## [Data listing]
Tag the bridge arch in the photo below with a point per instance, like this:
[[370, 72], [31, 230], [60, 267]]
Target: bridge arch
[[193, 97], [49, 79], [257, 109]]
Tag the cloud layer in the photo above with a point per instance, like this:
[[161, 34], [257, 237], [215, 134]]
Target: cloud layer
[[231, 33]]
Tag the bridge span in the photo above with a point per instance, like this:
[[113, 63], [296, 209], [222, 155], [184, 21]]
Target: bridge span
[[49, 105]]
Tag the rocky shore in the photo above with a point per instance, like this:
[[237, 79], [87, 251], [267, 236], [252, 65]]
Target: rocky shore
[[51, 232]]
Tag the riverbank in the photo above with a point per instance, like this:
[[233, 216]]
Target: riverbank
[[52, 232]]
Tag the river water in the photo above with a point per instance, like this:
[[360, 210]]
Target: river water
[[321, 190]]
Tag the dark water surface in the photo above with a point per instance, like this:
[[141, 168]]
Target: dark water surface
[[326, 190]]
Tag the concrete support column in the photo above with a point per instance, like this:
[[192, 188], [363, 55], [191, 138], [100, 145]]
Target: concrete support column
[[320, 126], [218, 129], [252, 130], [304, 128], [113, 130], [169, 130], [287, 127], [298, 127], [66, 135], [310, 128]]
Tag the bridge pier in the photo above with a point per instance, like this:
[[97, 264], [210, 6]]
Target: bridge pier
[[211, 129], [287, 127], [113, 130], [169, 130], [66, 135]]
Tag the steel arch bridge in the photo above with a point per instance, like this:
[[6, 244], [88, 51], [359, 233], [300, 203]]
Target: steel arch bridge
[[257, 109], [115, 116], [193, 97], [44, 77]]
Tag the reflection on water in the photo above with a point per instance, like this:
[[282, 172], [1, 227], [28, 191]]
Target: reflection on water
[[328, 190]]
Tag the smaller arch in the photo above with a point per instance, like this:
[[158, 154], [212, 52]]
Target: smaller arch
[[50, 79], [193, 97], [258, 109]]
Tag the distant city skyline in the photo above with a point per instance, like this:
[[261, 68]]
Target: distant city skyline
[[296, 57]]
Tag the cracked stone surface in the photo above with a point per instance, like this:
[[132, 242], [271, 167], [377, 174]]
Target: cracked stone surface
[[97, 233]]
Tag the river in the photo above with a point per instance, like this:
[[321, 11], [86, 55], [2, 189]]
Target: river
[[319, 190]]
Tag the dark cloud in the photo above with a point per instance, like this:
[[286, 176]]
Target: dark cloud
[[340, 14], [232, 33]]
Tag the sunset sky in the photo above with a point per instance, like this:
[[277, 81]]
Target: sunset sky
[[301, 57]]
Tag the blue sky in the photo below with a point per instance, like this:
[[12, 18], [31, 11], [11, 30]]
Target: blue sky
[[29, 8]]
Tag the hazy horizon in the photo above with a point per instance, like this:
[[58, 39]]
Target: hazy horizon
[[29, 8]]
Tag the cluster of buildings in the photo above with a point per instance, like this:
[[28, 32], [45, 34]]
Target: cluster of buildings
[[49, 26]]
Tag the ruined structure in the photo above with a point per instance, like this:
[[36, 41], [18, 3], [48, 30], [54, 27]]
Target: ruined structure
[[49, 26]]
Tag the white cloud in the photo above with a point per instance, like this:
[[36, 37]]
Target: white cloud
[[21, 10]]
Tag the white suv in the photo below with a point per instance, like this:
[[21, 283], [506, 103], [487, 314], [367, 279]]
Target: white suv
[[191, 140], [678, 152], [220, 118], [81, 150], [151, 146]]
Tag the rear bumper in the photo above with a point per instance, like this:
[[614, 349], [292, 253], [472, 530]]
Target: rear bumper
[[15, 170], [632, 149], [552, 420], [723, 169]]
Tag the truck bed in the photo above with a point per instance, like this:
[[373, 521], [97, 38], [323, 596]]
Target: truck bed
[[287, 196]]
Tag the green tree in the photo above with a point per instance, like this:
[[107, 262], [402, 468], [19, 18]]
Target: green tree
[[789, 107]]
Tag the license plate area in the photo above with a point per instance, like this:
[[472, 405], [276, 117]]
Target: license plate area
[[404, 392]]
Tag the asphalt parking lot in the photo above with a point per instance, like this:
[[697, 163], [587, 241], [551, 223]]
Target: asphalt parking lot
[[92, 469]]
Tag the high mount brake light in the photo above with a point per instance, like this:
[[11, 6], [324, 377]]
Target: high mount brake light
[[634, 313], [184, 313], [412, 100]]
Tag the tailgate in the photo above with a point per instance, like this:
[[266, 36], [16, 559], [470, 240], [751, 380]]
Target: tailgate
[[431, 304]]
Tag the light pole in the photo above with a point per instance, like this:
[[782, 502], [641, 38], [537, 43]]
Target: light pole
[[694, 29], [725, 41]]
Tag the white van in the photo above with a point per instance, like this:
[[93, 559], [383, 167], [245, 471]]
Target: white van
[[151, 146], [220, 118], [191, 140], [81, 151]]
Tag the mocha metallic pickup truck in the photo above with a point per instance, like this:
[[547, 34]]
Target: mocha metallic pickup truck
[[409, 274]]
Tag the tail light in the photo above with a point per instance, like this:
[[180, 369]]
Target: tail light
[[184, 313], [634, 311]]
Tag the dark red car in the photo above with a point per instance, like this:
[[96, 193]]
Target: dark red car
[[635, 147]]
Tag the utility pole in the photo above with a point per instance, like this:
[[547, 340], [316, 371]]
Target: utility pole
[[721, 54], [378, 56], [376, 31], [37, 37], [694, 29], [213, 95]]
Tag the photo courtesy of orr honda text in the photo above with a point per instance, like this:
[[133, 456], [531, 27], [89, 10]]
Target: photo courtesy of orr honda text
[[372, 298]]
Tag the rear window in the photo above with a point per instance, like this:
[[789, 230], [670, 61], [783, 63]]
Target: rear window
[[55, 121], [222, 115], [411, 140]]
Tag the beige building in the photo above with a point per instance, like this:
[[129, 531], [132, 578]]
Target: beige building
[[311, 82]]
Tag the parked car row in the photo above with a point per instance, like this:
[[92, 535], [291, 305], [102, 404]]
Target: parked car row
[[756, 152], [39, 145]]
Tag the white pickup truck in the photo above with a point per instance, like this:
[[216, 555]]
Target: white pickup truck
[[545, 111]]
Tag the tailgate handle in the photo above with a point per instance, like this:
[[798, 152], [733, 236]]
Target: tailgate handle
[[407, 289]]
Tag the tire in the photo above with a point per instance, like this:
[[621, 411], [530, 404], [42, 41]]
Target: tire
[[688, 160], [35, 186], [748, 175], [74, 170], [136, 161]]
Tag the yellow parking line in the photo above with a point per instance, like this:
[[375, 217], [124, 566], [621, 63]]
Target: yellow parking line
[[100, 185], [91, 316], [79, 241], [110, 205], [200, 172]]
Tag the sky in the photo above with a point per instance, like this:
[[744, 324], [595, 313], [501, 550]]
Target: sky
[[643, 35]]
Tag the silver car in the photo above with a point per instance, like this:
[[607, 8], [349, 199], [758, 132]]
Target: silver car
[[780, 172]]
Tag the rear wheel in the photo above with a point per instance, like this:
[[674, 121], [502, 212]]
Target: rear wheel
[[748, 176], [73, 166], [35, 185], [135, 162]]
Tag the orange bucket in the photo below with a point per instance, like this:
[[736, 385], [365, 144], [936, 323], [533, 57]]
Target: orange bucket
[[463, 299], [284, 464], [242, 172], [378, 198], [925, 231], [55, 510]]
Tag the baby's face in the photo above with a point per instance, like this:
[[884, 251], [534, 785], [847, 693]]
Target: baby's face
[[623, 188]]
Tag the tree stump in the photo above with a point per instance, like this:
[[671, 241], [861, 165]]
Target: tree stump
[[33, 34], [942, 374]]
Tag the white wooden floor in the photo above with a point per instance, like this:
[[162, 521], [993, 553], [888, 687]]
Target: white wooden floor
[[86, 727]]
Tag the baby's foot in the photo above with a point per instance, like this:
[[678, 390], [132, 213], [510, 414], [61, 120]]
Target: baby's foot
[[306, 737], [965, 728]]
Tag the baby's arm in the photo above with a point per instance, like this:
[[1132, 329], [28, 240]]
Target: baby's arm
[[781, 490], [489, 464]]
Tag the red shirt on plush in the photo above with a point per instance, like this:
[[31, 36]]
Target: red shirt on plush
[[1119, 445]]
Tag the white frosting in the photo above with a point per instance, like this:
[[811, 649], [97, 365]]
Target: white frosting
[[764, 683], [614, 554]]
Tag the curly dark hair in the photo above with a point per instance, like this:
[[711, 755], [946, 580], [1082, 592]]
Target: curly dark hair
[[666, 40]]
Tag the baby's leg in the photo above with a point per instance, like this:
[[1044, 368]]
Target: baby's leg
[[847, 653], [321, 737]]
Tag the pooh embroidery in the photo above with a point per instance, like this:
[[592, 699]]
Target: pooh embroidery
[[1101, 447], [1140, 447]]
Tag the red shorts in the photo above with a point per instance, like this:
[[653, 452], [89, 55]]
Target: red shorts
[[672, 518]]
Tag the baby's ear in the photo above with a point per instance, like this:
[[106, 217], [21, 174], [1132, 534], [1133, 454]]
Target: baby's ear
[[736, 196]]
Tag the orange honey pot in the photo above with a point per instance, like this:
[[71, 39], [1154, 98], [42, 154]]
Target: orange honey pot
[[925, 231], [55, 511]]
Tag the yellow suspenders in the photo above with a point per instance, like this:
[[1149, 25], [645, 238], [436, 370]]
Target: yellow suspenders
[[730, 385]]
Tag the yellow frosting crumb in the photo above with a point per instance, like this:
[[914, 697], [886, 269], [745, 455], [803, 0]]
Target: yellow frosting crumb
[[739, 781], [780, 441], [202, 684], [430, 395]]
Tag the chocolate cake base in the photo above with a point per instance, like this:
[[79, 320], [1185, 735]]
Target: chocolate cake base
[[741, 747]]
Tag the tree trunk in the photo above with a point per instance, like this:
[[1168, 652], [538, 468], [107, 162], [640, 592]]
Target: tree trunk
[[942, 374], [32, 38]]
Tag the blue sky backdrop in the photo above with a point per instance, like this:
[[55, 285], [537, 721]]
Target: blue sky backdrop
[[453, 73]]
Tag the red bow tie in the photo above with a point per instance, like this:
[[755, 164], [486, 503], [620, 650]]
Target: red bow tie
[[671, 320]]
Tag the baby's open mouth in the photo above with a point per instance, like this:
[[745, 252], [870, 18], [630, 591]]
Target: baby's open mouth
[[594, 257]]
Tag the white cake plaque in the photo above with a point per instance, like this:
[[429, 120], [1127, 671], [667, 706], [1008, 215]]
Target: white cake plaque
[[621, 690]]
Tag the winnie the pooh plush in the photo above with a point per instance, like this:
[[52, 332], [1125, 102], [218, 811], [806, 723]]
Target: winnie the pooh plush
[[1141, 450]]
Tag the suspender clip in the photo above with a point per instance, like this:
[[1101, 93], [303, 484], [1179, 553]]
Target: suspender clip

## [What is asked]
Retype the lines of the records between the line containing "Tag the cloud" and the line containing "135], [310, 128]]", inclusive, without changing anything.

## [Response for this exercise]
Tag the cloud layer in the photo above with a point per instance, like this:
[[161, 34], [257, 237], [215, 134]]
Target: cloud layer
[[231, 33]]
Tag the bridge span in the photo above with a point per instance, like this:
[[113, 63], [296, 209], [222, 155], [184, 21]]
Target: bridge span
[[49, 105]]
Tag the rocky shore in the photo above with a point per instance, like this:
[[237, 79], [87, 251], [267, 236], [252, 65]]
Target: rocky shore
[[51, 232]]
Tag the riverbank in the photo above with a point per instance, like this:
[[233, 216]]
Target: riverbank
[[52, 232]]
Tag the river water in the photo above with a point per instance, like this:
[[360, 210]]
Target: river water
[[321, 190]]
Tag the dark water surface in the photo above with a point per instance, like this:
[[141, 168]]
Target: dark water surface
[[326, 190]]
Tag the concrete support column in the photo above with a point per instance, like this:
[[192, 188], [363, 55], [191, 138], [100, 145]]
Target: concrete support column
[[320, 126], [218, 129], [252, 130], [304, 128], [113, 130], [169, 130], [287, 127], [298, 127], [66, 135], [310, 128]]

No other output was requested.